• _Teks Bacaan_:
---+---
Tapi, yang juga cukup menarik adalah, proyek yang dimulai pada tahun 1992–dengan pelukisan puisi Moim Stikham karya penyair Rusia yaitu Marina Tsvetayeva—ini bukanlah (sekadar) proyek sastra, melainkan kerja seni rupa. Ya, setiap puisi, selain tampil dalam bahasa aslinya, juga “dilukis” dengan ciri khas kesenirupaan.
Pada tahun 2005, setelah pelukisan puisi De Profundis karya Federico García Lorca, pelukisan puisi sempat berhenti selama beberapa tahun untuk kemudian dilanjutkan kembali pada tahun 2010 dengan pelukisan puisi nomor 102 yaitu Vepkhistqaosani karya penyair Georgia, Shota Rustaveli.
Menurut Marleen van der Weij: Dicht op de muur. Gedichten in Leiden (Gemeente Leiden, Dienst Bouwen en Wonen, 1996), penyair lainnya yang karyanya diikutkan di dalam proyek ini di antaranya adalah E. E. Cummings, Langston Hughes, Jan Hanlo, Du Fu, Louis Oliver, Pablo Neruda, Rainer Maria Rilke, William Shakespeare, dan W. B. Yeats, serta beberapa penyair lokal Belanda seperti Piet Paaltjensdan J. C. Bloem.
Hari udah pukul lima tapi matahari bersinar seperti pukul 12. Ketika saya melihat panduan tersedia di Internet yang berisi tur menelusuri 25 dari 110 puisi bagi para wisatawan di Leiden, saya baru ngeh kalau matahari terbenam pukul 21.30. “Kamu tinggal di Witte Singel?” sapa seorang Belanda yang sering berpapasan dengan saya dalam perjalanan pulang dari perpustakaan. “Ada sebuah puisi India di belakang halte,” beritahunya sebelum kemudian, seperti mau menganulir keingintahuannya, ia berkata, “Ah, tentu kamu pasti sudah tahu ya?”
Saya tersenyum lebar, dan mengangguk, “Tapi saya senang sekali karena kamu juga suka puisi.”
Tapi, respons menyedihkan justru saya dapatkan dari beberapa orang dan mahasiswa Indonesia di Kota Puisi itu sendiri. Tak banyak dari mereka yang tahu—atau pernah “menziarahi”—puisi Chairil Anwar dan Ronggowarsito. “Puisi dari I lA Galigo ini sendiri, kami ketahui, karena memang letaknya di belakang halte di seberang perpustakaan sehingga mudah tertangkap pandang, yaaa kami jadi tahu,” kata pemuda yang menolak saya sebutkan namanya. “Nanti saya akan cari (puisi) Chairil dan Warsito,” katanya seperti merasa bersalah.
Sore itu, untuk kali kedua dalam pekan pertama saya di Leiden, saya ke Rijndikkbuurt, tempat puisi “Aku” dilukis megah di dinding kediaman warga. Saya sebenarnya sedikit kecewa ketika mengetahui, letak puisi ini membuat tidak cukup mudah tertangkap pandang oleh pejalan kaki. Tapi, tak urung bulu kuduk saya meremang dengan hamparan bait:
…
Aku ini binatang jalang
Dari kumpulannya terbuang
Biar peluru menembus kulitku
Aku tetap meradang menerjang
….
---+---
(Entri dari kumpulan data)
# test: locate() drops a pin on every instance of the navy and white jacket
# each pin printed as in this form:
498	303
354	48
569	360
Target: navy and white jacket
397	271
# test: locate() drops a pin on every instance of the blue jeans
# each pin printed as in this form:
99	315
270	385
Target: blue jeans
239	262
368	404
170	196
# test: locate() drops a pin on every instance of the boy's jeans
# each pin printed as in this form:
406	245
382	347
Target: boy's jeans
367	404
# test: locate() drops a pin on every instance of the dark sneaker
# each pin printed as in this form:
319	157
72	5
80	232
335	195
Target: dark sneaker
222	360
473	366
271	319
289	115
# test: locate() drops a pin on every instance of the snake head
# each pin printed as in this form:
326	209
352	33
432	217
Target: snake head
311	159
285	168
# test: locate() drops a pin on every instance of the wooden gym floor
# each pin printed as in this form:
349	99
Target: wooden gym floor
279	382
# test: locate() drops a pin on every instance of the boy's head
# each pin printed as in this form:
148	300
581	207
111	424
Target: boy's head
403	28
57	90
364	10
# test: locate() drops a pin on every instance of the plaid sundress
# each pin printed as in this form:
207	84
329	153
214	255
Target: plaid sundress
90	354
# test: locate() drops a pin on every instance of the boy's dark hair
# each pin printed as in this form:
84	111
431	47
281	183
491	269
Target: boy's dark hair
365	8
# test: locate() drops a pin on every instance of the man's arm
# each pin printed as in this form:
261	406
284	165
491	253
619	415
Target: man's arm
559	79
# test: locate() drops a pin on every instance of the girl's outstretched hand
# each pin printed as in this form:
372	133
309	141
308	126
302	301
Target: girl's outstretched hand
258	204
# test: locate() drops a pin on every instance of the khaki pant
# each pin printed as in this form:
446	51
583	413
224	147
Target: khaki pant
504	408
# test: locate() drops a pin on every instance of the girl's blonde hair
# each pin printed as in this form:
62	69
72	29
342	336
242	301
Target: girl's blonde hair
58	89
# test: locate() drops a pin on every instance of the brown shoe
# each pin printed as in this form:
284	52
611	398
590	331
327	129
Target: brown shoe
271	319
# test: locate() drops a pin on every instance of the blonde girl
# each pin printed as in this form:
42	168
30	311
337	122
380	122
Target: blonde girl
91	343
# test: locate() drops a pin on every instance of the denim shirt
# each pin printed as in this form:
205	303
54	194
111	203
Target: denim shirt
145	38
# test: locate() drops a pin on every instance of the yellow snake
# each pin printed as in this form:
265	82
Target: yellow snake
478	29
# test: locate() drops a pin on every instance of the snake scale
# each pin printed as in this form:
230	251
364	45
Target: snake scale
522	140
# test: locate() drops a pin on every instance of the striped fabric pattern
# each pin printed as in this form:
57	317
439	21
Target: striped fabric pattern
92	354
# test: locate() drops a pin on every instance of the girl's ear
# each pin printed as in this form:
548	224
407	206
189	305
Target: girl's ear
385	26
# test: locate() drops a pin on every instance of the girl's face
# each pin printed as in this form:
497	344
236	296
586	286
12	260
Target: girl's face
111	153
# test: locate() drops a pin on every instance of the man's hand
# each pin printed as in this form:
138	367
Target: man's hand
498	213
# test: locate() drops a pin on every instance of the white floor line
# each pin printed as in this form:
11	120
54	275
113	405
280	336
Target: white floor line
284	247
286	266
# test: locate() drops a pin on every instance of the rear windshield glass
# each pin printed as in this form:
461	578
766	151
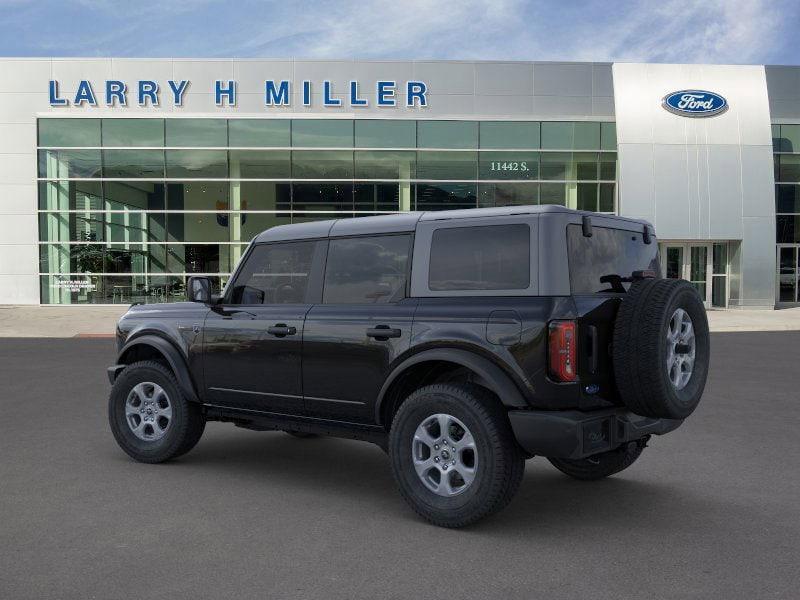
---+---
• _Uraian Tugas_:
Berdasarkan teks tentang puisi di dinding kota Leiden, pada tahun berapa pelukisan puisi dilanjutkan kembali setelah sempat berhenti beberapa tahun?

• _Hasil Latihan_:
Pelukisan puisi dilanjutkan kembali pada tahun 2010.